■ DATA ■
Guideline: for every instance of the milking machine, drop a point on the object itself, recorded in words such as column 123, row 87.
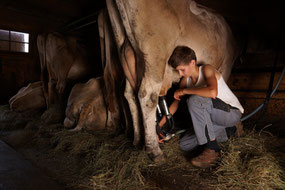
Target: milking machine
column 166, row 132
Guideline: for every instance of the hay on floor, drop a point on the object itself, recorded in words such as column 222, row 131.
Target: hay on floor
column 249, row 163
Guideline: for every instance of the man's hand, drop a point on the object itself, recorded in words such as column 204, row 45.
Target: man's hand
column 178, row 94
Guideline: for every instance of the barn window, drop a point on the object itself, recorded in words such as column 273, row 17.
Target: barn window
column 14, row 41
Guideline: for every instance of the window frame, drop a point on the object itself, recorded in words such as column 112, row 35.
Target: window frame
column 10, row 41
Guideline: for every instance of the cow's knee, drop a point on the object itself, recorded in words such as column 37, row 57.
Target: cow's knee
column 151, row 100
column 197, row 102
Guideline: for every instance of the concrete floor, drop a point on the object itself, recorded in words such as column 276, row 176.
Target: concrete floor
column 16, row 173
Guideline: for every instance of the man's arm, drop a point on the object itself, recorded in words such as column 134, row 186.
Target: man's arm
column 210, row 91
column 174, row 106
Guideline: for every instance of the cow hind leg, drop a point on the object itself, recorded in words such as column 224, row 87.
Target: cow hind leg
column 148, row 97
column 133, row 104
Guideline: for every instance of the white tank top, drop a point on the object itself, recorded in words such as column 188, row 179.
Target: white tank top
column 224, row 92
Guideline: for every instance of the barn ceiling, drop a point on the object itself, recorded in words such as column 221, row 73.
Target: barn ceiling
column 51, row 13
column 260, row 18
column 56, row 13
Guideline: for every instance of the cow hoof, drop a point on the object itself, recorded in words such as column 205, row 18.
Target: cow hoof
column 159, row 158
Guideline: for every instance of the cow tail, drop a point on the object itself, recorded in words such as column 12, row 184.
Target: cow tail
column 104, row 91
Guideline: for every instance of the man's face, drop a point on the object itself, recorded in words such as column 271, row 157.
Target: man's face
column 185, row 70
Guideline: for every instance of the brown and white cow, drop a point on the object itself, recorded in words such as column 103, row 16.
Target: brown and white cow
column 63, row 59
column 86, row 107
column 146, row 33
column 28, row 98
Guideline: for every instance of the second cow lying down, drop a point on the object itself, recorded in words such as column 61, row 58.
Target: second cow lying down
column 86, row 107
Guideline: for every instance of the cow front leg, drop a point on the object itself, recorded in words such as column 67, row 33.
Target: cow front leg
column 133, row 104
column 148, row 97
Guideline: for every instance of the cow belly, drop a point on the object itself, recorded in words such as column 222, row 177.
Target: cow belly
column 28, row 98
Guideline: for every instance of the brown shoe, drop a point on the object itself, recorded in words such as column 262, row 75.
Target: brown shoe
column 207, row 159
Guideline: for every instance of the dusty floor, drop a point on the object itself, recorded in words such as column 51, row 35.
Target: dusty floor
column 69, row 158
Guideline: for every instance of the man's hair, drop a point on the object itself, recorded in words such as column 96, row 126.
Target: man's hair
column 181, row 55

■ OBJECTIVE ■
Arrange the lines above as a JSON list of strings, one string per line and no blank lines, covering everything from the very first line down to and including the line that contains "column 178, row 94". Leave the pictures out.

■ COMPLETED TASK ■
[
  "Guideline: for every instance of the milking machine, drop a point on the object itself, recorded in words such as column 123, row 87.",
  "Target: milking machine",
  "column 166, row 132",
  "Guideline: for every instance of the hay on floor, drop a point on the object itself, recorded in words such as column 222, row 131.",
  "Target: hay on floor",
  "column 249, row 163",
  "Guideline: for every instance of the man's hand, drop a point on the object itself, recorded in words such as column 204, row 45.",
  "Target: man's hand",
  "column 178, row 94"
]